--- start MATERIAL FOR THE TASK ---

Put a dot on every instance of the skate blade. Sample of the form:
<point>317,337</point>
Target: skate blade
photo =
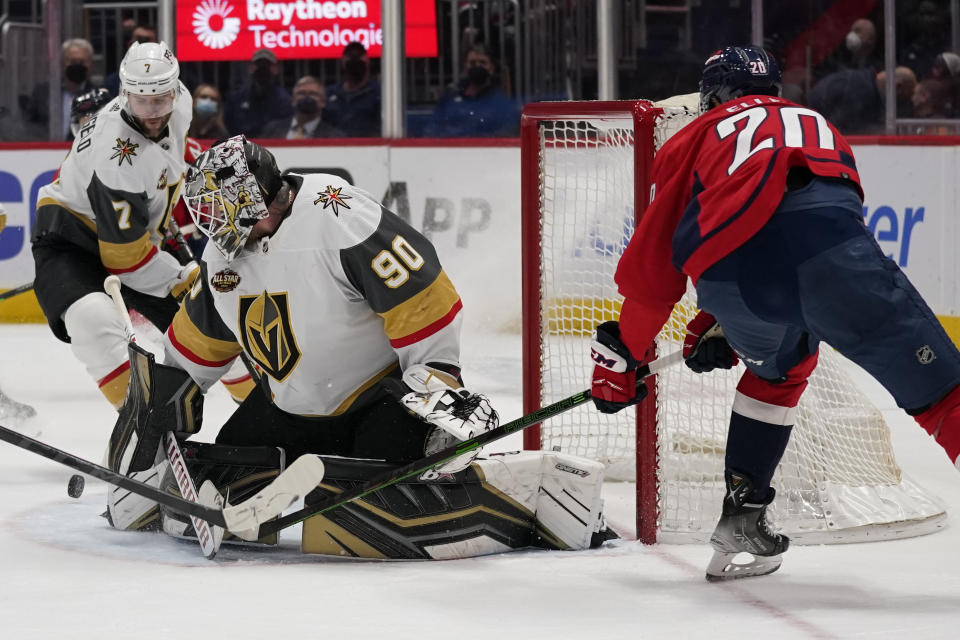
<point>722,566</point>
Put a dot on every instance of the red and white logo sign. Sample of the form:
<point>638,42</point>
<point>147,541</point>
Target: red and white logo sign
<point>213,25</point>
<point>295,29</point>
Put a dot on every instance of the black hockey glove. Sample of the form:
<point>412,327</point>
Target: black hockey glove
<point>705,348</point>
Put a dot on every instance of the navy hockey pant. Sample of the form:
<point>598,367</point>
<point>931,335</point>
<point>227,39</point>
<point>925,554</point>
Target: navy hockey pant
<point>815,273</point>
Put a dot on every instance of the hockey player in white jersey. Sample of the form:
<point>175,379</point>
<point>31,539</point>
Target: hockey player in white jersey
<point>106,212</point>
<point>355,325</point>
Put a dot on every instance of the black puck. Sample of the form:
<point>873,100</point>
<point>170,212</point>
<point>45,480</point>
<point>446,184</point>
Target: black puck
<point>75,486</point>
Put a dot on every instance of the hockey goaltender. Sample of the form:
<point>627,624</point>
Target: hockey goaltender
<point>354,328</point>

--- end MATERIAL FOR THE TASK ---

▶ [CHALLENGE]
Convert everything from the line containing "Put a dot on every instance of the black puck." down to the end of the rows into a numbered list, one line per item. Leave out any blank lines.

▶ [TASK ANSWER]
1. Put a dot on every instance of the black puck. Sample of the form:
2. <point>873,100</point>
3. <point>170,212</point>
4. <point>45,480</point>
5. <point>446,184</point>
6. Target: black puck
7. <point>75,486</point>
8. Put a dot on every instance of the hockey goaltender. Sample of the form:
9. <point>627,624</point>
10. Target: hockey goaltender
11. <point>354,328</point>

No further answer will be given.